READING PASSAGE:
>> begin

I'm now about to try to get the CCJ set aside, as I understand that setting that aside immediatly removes the CO.

 

However, to come to my question relating to this: the Claimant in reply to my CCA request stated clearly that they didnt have a copy of the agreement - can you advise or comment on as to how that affects the set aside, since they have (as I see it) clearly gone to court for the CCJ knowing that they dont have a copy of the agreement to hand, which seems to me to contradict the law, in as much as regardless of whether the Judge at the CCJ hearing asks to see it or not, it is encumbent upon them in bringing the action to be in possesion of the agreement?

 

thanks

 

Mo

 

Had the debt been asigned or was it still with the OC?

 

If it had been assigned the word 'possesion' gets a bit murky as it is in there possesion if it is available for them to produce, ie the OC has it, so its not in there physical possesion, but is available too them.

>> end

DATA RECORDS:
>> begin

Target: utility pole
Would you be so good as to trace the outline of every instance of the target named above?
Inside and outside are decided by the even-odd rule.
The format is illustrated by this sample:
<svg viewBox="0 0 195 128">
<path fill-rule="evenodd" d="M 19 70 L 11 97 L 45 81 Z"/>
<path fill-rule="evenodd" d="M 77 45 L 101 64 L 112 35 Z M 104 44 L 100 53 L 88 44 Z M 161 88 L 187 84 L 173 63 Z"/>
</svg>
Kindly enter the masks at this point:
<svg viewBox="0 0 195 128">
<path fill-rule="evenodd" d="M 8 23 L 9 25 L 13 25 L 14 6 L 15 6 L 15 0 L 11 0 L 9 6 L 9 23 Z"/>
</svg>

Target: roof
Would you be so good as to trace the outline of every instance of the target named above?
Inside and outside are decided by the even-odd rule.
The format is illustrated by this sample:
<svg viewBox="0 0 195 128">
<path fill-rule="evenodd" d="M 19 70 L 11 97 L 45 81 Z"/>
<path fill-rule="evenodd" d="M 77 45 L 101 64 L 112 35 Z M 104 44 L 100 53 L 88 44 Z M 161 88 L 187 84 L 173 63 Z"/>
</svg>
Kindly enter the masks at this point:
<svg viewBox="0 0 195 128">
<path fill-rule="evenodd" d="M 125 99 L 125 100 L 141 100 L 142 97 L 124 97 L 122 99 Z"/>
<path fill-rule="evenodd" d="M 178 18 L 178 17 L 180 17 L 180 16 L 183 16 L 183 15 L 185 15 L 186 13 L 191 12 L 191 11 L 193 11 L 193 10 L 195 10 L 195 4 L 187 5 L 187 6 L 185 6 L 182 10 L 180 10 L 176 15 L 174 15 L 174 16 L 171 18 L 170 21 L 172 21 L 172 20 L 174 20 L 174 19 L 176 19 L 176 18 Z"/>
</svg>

>> end

WHAT THE TASK ASKS: Transcribe the passage of the forum exchange about the court judgment between "I'm now about" and "of the agreement?", inclusive. The records come from a separate source, unrelated to the forum exchange.

WORKED ANSWER:
I'm now about to try to get the CCJ set aside, as I understand that setting that aside immediatly removes the CO.

 

However, to come to my question relating to this: the Claimant in reply to my CCA request stated clearly that they didnt have a copy of the agreement - can you advise or comment on as to how that affects the set aside, since they have (as I see it) clearly gone to court for the CCJ knowing that they dont have a copy of the agreement to hand, which seems to me to contradict the law, in as much as regardless of whether the Judge at the CCJ hearing asks to see it or not, it is encumbent upon them in bringing the action to be in possesion of the agreement?